Purpose: In the present study, we studied the mechanism of virucidal activity of CAGP to understand how viruses are being affected by cold plasma.
Methods: Cultural, proteomic, molecular, and morphologic comparisons of CAGP-inactivated FCV and non-exposed virus were undertaken.
Results: The reactive oxygen and nitrogen species of plasma oxidized specific amino acids (i.e., histidine, methionine, and tryptophan) located in the shell (S) and protrusion (P) domains, the dimeric interface regions, and movable- flexible hinge region linked between S and P domains of the major capsid protein (VP1) of the virus. This led to: 1) loss of the structural integrity and damage to viral capsid in the exposed virions, 2) hindrance in viral attachment to the functional receptor (fJAM-A) of the host cells, and 3) cleavage in the viral RNA once it becomes uncoated because of the damage to the viral capsid. The former effect is not the key role in virus inactivation as the infectivity of the virus is lost by the capsid damage even if the RNA is left intact after plasma exposure.

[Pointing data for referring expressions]
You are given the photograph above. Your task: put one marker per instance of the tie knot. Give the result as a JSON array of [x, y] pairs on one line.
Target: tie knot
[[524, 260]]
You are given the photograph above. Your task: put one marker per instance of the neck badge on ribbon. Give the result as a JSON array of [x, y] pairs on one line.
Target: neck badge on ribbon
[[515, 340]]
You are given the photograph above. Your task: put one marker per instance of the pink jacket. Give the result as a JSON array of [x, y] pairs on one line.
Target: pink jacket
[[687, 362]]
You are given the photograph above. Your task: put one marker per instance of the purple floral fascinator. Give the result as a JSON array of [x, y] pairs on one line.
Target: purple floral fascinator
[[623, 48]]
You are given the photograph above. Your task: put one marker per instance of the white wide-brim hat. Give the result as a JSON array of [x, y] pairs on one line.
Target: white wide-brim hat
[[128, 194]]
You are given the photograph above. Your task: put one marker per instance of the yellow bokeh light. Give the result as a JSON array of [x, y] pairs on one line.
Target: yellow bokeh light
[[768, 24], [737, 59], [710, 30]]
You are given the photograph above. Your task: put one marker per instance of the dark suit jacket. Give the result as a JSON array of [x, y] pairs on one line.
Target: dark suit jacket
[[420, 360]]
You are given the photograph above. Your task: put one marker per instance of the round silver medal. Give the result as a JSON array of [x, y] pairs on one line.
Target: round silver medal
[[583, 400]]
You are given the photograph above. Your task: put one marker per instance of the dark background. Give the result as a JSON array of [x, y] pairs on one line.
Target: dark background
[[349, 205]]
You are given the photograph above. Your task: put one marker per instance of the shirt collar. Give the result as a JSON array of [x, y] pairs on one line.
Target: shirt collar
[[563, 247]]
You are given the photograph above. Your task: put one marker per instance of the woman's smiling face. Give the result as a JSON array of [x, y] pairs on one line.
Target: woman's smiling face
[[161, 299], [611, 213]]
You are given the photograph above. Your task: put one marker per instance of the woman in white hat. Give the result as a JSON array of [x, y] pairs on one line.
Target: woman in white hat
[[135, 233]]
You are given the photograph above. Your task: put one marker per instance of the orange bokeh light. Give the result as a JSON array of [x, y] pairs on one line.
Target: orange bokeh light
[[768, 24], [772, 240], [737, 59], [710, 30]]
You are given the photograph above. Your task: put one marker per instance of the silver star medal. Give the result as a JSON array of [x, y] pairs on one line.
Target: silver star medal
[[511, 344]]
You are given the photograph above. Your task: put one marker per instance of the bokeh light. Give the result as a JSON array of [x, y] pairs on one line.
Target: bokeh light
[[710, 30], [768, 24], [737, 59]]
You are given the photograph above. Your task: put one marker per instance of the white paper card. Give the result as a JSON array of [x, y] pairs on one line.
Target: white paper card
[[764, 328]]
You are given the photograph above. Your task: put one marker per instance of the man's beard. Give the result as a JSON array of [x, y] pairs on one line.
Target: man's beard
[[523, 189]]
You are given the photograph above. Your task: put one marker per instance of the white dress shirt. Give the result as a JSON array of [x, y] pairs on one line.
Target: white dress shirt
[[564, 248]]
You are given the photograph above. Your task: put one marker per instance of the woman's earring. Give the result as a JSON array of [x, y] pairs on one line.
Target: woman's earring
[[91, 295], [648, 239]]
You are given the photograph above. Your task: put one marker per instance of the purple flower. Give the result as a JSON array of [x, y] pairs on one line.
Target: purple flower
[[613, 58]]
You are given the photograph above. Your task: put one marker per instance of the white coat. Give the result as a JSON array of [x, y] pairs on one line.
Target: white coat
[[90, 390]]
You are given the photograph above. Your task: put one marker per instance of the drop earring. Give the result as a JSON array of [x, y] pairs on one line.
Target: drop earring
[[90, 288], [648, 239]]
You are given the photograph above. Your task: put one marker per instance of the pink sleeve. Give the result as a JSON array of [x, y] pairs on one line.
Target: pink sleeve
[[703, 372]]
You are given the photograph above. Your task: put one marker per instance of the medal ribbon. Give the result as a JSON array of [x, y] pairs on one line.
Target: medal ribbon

### Tasks to complete:
1. Answer these questions using the cold plasma abstract:
(a) What was the virus that the study compared in CAGP-inactivated and non-exposed forms?
(b) Which three amino acids did the reactive species of plasma oxidize?
(c) What is the name given for the functional receptor of the host cells?
2. Repeat the part of the cold plasma abstract starting at "Results: The reactive" and ending at "after plasma exposure.".
The lines have no role in these tasks.

### Responses by item number:
1.
(a) FCV
(b) Histidine, methionine, and tryptophan
(c) fJAM-A

2.
Results: The reactive oxygen and nitrogen species of plasma oxidized specific amino acids (i.e., histidine, methionine, and tryptophan) located in the shell (S) and protrusion (P) domains, the dimeric interface regions, and movable- flexible hinge region linked between S and P domains of the major capsid protein (VP1) of the virus. This led to: 1) loss of the structural integrity and damage to viral capsid in the exposed virions, 2) hindrance in viral attachment to the functional receptor (fJAM-A) of the host cells, and 3) cleavage in the viral RNA once it becomes uncoated because of the damage to the viral capsid. The former effect is not the key role in virus inactivation as the infectivity of the virus is lost by the capsid damage even if the RNA is left intact after plasma exposure.